* _PASSAGE FOR REVIEW_:
----------------------------------------

Griffins skate to dominant 6-0 win over Broncos in Game 1 of ACAC semifinal series

Griffins forward Shyla Jans gets some help from teammates in celebrating her first of two goals against Olds goaltender Jaydlin Spooner on Thursday night (Len Joudrey photo).
Griffins forward Shyla Jans gets some help from teammates in celebrating her first of two goals against Olds goaltender Jaydlin Spooner on Thursday night (Len Joudrey photo).

Jefferson Hagen / MacEwan Athletics

EDMONTON – Making the Olds College Broncos work for every scrap of ice all night, the MacEwan Griffins skated to a dominant and resounding 6-0 victory in the opener of their best-of-three Alberta Colleges Athletic Conference women's hockey semifinal series on Thursday night.

It was a thorough and clinical beatdown as the defending ACAC champions outshot the Broncos 48-12 and sent them to the brink of elimination. MacEwan can end the first playoff series in Olds College women's hockey history in Game 2 on Saturday (2:30 p.m., Olds Sportsplex).

"I think everyone just came in and was ready to go," said forward Shyla Jans, who had two goals and an assist to pace the Griffins. "We treated it like a playoff game, but also we treated it like any other game, too – just to be ready for it.

----------------------------------------

* _PROVIDED DATA_:
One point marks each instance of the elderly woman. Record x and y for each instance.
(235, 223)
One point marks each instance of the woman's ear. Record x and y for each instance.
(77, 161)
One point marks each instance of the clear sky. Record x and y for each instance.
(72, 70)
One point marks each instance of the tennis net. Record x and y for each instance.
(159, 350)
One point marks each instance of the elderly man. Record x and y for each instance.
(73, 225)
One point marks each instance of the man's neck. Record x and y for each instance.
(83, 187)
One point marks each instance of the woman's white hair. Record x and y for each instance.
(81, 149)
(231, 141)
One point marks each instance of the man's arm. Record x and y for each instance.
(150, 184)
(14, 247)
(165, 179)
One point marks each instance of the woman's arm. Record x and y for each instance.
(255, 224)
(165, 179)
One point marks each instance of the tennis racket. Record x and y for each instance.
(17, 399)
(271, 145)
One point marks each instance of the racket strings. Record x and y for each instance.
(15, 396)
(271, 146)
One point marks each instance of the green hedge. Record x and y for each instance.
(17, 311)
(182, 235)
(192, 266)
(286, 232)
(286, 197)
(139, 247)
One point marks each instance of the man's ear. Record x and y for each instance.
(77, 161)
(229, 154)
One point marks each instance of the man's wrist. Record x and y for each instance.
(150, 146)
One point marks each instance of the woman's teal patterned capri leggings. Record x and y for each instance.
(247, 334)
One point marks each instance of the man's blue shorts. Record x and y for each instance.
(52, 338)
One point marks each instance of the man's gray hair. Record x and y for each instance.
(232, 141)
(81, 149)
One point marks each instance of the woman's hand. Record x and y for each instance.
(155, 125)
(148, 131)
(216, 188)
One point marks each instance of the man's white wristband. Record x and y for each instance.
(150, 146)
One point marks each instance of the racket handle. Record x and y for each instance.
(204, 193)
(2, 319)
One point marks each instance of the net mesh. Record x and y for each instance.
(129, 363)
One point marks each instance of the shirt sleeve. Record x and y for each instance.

----------------------------------------

* _TASKS TO PERFORM_:
1. Quote the hockey report from "Griffins skate to" through "on Thursday night.".
2. In the hockey report, what was the shot count between MacEwan and Olds College?
The items have no connection to the hockey report.

* _PER-TASK OUTPUTS_:
1.
Griffins skate to dominant 6-0 win over Broncos in Game 1 of ACAC semifinal series

Griffins forward Shyla Jans gets some help from teammates in celebrating her first of two goals against Olds goaltender Jaydlin Spooner on Thursday night (Len Joudrey photo).
Griffins forward Shyla Jans gets some help from teammates in celebrating her first of two goals against Olds goaltender Jaydlin Spooner on Thursday night (Len Joudrey photo).

Jefferson Hagen / MacEwan Athletics

EDMONTON – Making the Olds College Broncos work for every scrap of ice all night, the MacEwan Griffins skated to a dominant and resounding 6-0 victory in the opener of their best-of-three Alberta Colleges Athletic Conference women's hockey semifinal series on Thursday night.

2. MacEwan outshot the Broncos 48-12.